■ Stated task:
All lines from the one with "- **Target**: palm tree" to the end need to be copied exactly, with nothing before them.

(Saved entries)
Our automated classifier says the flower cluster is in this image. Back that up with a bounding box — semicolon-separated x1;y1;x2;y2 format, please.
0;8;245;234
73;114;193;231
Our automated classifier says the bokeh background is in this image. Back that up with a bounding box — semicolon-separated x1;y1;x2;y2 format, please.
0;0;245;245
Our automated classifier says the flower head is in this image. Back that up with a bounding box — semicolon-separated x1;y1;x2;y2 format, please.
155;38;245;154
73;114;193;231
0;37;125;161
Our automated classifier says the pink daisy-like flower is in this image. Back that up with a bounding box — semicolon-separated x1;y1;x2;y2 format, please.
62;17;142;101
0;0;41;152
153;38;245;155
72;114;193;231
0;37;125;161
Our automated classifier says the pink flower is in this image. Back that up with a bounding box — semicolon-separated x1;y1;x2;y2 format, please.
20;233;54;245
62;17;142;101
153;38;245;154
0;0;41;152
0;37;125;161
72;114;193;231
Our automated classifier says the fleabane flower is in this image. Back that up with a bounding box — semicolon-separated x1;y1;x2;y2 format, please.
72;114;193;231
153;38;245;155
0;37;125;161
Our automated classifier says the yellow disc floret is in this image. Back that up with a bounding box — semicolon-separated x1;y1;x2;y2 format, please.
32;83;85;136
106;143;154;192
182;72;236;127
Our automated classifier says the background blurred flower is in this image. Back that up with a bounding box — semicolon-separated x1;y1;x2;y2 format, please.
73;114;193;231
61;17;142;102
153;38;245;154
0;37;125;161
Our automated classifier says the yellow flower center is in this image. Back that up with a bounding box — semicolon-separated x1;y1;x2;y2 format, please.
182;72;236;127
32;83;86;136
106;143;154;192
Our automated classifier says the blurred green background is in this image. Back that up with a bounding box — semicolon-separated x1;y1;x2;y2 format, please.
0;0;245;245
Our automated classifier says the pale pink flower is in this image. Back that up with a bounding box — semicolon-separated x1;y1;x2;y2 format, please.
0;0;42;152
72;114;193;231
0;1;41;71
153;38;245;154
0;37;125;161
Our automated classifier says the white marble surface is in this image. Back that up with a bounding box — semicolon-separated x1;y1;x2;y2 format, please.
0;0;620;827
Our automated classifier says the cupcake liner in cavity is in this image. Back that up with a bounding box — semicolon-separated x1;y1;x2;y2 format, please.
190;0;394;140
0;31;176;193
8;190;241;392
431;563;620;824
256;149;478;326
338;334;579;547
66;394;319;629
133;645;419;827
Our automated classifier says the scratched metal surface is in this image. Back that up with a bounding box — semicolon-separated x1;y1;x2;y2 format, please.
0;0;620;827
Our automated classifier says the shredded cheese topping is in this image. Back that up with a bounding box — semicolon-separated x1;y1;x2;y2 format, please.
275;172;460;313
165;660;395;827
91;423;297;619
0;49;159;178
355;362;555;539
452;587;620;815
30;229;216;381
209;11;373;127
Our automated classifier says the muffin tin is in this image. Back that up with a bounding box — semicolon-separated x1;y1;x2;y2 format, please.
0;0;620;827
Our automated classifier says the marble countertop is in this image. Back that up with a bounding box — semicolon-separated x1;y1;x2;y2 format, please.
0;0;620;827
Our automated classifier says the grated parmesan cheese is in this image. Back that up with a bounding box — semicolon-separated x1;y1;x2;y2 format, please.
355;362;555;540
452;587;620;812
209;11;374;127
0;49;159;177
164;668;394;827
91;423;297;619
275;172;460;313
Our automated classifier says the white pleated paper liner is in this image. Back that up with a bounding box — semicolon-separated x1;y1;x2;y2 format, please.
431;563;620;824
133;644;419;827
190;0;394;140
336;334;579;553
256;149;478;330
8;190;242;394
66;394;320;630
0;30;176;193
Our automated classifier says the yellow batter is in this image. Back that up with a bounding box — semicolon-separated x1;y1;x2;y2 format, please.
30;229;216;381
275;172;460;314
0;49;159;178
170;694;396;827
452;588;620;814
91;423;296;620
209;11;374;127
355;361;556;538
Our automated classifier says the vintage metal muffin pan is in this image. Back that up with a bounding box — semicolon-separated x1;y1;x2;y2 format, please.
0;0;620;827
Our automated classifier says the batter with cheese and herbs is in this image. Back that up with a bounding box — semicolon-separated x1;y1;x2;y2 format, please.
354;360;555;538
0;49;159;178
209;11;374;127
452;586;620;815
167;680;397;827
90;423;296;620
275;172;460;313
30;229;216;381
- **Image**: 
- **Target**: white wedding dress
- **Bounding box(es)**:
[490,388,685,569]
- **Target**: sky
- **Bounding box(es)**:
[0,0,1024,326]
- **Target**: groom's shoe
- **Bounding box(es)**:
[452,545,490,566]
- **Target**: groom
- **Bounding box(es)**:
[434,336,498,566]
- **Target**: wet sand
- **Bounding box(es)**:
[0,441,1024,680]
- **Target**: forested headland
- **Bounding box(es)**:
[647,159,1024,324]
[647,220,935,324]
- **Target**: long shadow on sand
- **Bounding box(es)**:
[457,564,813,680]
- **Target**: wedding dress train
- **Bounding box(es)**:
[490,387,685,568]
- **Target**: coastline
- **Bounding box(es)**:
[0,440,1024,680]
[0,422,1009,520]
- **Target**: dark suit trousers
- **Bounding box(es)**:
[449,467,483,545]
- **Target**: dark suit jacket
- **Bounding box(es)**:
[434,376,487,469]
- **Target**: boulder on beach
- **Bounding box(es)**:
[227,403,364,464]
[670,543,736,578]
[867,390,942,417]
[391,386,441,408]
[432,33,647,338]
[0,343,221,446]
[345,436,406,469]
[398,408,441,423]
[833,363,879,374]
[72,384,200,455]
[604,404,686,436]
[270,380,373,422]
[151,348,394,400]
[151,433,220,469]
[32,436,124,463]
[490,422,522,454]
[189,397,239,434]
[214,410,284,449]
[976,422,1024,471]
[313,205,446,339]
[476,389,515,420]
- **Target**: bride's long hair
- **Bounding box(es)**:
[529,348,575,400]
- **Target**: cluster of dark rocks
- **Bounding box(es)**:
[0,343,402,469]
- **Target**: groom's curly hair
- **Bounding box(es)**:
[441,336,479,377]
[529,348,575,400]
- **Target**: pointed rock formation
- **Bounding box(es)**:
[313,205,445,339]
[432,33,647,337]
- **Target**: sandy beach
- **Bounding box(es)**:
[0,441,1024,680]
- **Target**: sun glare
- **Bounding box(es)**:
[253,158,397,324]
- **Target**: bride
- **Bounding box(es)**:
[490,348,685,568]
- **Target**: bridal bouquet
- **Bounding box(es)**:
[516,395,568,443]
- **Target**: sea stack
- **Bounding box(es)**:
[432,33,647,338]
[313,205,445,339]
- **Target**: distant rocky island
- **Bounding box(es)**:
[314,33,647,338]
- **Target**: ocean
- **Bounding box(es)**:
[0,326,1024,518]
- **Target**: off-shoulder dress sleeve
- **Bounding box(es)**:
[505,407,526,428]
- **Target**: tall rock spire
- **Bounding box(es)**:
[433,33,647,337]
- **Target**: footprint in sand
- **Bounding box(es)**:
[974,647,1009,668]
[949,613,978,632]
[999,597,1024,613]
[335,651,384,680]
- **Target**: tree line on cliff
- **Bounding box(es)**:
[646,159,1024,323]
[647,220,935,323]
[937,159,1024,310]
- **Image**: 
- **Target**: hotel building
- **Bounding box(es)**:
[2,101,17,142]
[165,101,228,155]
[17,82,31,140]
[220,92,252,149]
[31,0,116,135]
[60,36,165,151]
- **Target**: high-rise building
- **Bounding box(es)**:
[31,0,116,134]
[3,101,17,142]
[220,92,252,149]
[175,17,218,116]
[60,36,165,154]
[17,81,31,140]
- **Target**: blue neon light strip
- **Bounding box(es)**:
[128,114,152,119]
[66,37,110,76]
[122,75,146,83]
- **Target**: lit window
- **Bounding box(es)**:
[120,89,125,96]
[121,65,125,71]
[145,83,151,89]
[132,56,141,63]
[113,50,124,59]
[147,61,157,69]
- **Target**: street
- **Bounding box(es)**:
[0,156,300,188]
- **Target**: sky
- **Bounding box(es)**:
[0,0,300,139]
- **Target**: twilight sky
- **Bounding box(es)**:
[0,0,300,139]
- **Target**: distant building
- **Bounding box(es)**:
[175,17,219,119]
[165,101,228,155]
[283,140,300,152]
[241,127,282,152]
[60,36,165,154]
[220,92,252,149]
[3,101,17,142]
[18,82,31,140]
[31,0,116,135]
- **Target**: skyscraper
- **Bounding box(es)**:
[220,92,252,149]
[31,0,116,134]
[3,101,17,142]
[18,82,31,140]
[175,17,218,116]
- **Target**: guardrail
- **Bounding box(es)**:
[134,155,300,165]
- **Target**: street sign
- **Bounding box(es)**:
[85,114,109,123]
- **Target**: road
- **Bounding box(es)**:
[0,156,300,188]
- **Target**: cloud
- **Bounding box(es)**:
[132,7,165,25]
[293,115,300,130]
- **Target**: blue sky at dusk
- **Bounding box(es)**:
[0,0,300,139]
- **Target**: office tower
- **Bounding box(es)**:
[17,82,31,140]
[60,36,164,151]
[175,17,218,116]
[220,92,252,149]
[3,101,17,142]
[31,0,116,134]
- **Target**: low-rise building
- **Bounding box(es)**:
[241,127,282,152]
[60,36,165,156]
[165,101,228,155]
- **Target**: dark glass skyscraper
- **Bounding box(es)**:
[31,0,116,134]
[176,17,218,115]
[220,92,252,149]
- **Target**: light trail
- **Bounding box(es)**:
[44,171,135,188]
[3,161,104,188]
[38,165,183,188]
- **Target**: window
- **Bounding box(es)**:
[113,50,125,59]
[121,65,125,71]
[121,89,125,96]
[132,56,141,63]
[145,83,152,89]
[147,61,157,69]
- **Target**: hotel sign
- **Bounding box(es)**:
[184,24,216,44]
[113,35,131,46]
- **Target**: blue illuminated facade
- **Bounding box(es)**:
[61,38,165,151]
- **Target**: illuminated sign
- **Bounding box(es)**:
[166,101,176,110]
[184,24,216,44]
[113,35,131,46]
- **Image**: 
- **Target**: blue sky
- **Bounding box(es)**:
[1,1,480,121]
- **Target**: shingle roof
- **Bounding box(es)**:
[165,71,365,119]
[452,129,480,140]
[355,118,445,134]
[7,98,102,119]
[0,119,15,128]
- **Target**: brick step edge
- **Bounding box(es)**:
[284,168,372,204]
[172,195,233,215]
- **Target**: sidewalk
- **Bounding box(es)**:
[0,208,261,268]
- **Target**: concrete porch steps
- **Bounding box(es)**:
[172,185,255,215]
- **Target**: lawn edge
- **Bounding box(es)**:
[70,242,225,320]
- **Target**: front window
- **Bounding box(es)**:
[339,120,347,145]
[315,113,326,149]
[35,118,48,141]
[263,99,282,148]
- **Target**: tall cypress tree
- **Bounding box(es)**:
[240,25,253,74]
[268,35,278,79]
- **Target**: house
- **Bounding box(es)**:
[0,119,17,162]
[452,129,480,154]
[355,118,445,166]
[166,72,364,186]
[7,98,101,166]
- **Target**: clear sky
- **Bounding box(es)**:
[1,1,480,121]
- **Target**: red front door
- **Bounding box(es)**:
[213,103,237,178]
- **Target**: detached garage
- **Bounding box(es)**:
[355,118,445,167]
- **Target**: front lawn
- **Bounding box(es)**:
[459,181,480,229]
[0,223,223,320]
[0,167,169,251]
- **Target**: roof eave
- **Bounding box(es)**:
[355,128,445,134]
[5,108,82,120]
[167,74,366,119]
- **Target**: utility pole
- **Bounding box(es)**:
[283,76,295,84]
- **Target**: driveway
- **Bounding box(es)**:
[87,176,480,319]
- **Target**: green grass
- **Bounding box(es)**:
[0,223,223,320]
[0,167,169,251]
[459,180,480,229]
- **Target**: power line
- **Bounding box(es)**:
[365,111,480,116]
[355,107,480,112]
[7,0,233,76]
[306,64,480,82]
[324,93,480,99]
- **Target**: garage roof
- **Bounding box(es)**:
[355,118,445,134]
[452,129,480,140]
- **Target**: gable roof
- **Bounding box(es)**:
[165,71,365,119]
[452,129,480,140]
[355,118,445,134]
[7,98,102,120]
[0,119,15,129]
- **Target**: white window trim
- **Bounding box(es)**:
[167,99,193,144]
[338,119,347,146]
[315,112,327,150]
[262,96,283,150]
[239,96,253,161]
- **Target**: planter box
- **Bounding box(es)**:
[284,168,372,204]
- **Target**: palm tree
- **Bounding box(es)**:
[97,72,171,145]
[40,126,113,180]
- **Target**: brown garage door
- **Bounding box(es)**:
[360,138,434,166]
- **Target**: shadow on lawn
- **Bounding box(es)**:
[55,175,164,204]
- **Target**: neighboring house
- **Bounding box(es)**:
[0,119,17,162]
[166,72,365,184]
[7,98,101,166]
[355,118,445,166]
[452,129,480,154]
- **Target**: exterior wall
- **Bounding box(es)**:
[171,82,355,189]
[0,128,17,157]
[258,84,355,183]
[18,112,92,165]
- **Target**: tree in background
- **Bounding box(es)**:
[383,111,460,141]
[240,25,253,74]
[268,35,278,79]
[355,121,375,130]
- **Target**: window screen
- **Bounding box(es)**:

■ Response to this exercise:
- **Target**: palm tree
- **Bounding box(es)**:
[97,72,171,145]
[40,126,113,180]
- **Target**: brown garage door
- **Bounding box(es)**:
[360,138,434,166]
- **Target**: shadow on lawn
- **Bounding box(es)**:
[55,175,164,204]
- **Target**: neighboring house
- **Bounding box(es)**:
[0,119,17,162]
[166,72,365,184]
[7,98,101,166]
[355,118,445,166]
[452,129,480,154]
- **Target**: exterior wall
- **Bounding box(es)**:
[171,82,355,189]
[0,128,17,157]
[258,84,355,183]
[18,112,92,165]
- **Target**: tree in background
- **Bounding box(es)**:
[383,111,460,141]
[240,25,253,74]
[268,35,278,79]
[355,121,375,130]
- **Target**: window screen
- **Bounding box(es)**:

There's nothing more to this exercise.